### INSTRUCTIONS TO FOLLOW
Write out the passage on Paganism below word for word, in full.

### EXCERPT PROVIDED
The term Paganism comes from the Latin word paganus, which refers to those who lived in the country (and were by implication considered uneducated or backward). When Christianity began to grow in the Roman Empire, it did so at first primarily in the cities, and the people who lived in the country and kept on believing in old ways came therefore to be known as pagans.

Paganism today is a large religious movement that consists of many different religions. Pagan practices involve everything from forms of ancient European practices to religions inspired by science fiction writings. Most American pagan religions have practices that blend together different traditions, such as Celtic, Greco-Roman, Native American, ancient Egyptian and Norse. Pagan traditions draw from beliefs and practices as much (or more) than 5,000 years old, as well as from modern beliefs formed in the last century.

There is no universal pagan spiritual leader and there is no universal pagan scripture or holy book. Most pagan groups are not very structured or organized. A great deal of pagan religion is practiced and made known to others through networks and festivals.

### Rows from a data source
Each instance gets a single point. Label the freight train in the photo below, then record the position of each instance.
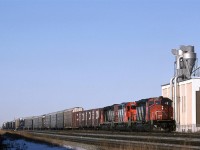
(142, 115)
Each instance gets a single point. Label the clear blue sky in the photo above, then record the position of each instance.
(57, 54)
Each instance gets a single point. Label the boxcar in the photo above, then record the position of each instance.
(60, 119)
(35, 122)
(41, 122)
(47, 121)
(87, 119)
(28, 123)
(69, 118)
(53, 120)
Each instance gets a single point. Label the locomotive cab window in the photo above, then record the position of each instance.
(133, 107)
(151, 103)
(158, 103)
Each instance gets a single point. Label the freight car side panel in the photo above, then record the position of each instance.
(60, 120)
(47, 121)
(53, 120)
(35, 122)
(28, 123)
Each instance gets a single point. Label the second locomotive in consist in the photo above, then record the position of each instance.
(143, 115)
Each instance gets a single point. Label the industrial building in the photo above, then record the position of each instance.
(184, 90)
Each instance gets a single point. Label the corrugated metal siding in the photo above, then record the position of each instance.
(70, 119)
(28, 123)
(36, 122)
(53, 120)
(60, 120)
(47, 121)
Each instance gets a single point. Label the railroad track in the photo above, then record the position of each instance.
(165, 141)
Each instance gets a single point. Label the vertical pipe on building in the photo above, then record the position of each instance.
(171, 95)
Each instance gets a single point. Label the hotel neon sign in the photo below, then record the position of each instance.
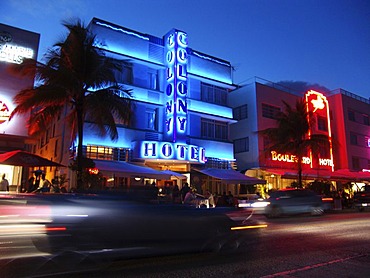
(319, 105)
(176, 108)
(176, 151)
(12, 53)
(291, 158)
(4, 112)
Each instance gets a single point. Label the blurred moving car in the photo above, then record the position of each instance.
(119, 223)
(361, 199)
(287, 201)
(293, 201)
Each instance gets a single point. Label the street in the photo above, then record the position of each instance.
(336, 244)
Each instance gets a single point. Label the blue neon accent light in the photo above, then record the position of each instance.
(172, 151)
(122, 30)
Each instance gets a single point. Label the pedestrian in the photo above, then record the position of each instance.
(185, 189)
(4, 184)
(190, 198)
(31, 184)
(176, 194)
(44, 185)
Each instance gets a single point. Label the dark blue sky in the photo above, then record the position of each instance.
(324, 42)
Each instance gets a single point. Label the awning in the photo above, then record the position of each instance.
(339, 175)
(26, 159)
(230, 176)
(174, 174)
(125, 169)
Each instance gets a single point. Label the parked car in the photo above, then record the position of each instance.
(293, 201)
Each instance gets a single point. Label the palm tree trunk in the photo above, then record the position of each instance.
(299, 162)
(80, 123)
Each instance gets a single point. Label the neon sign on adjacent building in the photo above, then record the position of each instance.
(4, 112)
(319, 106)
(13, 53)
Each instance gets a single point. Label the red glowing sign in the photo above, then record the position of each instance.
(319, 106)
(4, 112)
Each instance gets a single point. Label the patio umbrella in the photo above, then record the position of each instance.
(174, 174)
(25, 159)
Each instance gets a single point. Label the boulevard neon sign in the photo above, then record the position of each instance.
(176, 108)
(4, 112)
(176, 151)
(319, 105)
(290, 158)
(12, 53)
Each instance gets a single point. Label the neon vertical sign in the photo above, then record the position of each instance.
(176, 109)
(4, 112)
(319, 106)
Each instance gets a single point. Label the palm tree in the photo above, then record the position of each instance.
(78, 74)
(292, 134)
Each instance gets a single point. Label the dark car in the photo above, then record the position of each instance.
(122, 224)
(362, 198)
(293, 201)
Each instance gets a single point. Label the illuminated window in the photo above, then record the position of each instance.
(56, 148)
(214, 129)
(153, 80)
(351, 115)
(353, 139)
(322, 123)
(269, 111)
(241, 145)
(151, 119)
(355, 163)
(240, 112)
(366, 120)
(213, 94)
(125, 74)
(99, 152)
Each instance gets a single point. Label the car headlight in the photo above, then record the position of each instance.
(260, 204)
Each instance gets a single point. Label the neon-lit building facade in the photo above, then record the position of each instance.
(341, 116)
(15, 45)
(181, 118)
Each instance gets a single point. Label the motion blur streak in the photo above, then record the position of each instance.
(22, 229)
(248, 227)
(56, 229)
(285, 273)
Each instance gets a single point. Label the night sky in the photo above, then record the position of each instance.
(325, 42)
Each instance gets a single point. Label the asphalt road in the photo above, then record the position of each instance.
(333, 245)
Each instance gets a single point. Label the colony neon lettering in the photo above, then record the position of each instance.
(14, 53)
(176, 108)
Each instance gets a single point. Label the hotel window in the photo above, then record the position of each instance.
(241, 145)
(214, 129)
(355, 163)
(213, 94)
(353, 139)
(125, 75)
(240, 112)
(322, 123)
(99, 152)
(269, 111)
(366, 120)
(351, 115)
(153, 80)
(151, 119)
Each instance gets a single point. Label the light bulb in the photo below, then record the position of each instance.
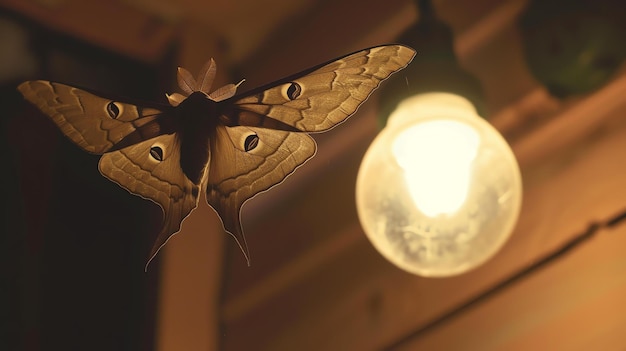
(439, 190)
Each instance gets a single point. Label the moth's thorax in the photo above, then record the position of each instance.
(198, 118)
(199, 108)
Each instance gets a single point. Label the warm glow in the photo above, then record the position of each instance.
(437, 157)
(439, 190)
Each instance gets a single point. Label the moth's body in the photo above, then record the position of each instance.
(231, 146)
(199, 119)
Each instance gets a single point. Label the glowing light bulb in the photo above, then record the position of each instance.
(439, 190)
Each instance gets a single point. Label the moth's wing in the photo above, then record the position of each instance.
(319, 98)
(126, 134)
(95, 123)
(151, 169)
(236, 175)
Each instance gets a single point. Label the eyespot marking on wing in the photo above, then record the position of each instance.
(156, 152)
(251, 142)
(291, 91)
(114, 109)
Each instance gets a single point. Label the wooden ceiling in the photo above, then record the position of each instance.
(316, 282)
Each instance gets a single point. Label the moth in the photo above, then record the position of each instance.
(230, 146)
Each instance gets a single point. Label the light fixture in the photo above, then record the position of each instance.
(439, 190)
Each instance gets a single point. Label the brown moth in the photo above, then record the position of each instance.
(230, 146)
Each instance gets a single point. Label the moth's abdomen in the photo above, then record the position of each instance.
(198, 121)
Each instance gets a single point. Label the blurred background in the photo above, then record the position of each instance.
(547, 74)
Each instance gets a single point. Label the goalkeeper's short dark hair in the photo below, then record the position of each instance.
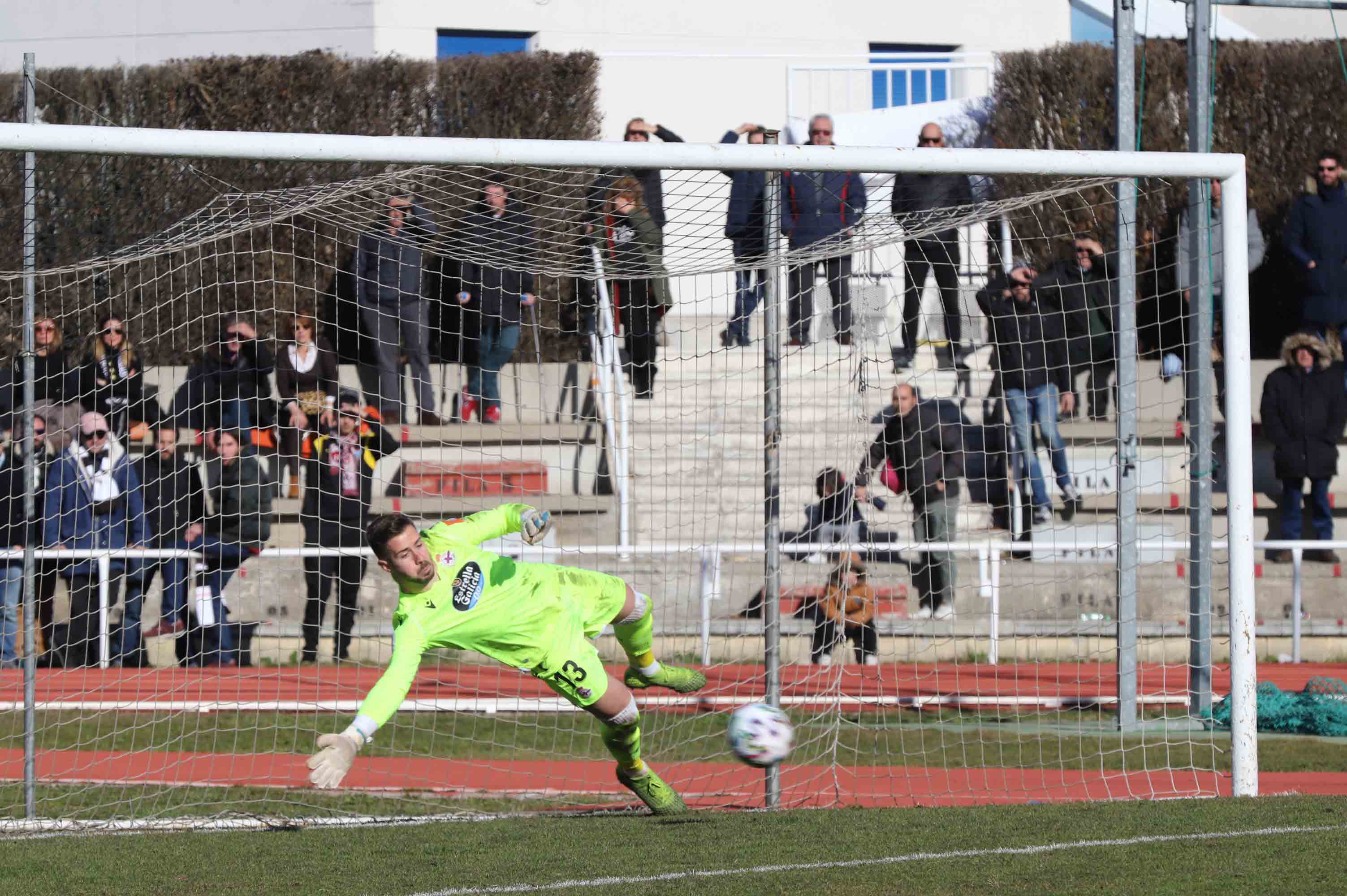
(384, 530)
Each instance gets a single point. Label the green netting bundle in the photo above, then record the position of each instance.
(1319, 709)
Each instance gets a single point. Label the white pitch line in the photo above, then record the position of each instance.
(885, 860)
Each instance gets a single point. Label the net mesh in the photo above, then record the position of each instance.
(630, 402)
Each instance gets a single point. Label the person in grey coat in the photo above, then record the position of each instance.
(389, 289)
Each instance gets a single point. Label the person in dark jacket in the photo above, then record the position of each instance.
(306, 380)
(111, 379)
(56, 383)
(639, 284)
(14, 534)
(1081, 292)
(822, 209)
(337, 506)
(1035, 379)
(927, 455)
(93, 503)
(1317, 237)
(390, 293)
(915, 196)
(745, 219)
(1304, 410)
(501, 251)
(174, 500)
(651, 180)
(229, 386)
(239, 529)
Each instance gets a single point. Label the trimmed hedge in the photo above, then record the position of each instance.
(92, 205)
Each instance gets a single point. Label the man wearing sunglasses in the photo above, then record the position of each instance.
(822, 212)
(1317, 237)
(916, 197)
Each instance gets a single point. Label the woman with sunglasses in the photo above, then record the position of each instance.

### RESPONSE TO THIS EXERCISE
The term Paganism comes from the Latin word paganus, which refers to those who lived in the country (and were by implication considered uneducated or backward). When Christianity began to grow in the Roman Empire, it did so at first primarily in the cities, and the people who lived in the country and kept on believing in old ways came therefore to be known as pagans.

Paganism today is a large religious movement that consists of many different religions. Pagan practices involve everything from forms of ancient European practices to religions inspired by science fiction writings. Most American pagan religions have practices that blend together different traditions, such as Celtic, Greco-Roman, Native American, ancient Egyptian and Norse. Pagan traditions draw from beliefs and practices as much (or more) than 5,000 years old, as well as from modern beliefs formed in the last century.

There is no universal pagan spiritual leader and there is no universal pagan scripture or holy book. Most pagan groups are not very structured or organized. A great deal of pagan religion is practiced and made known to others through networks and festivals.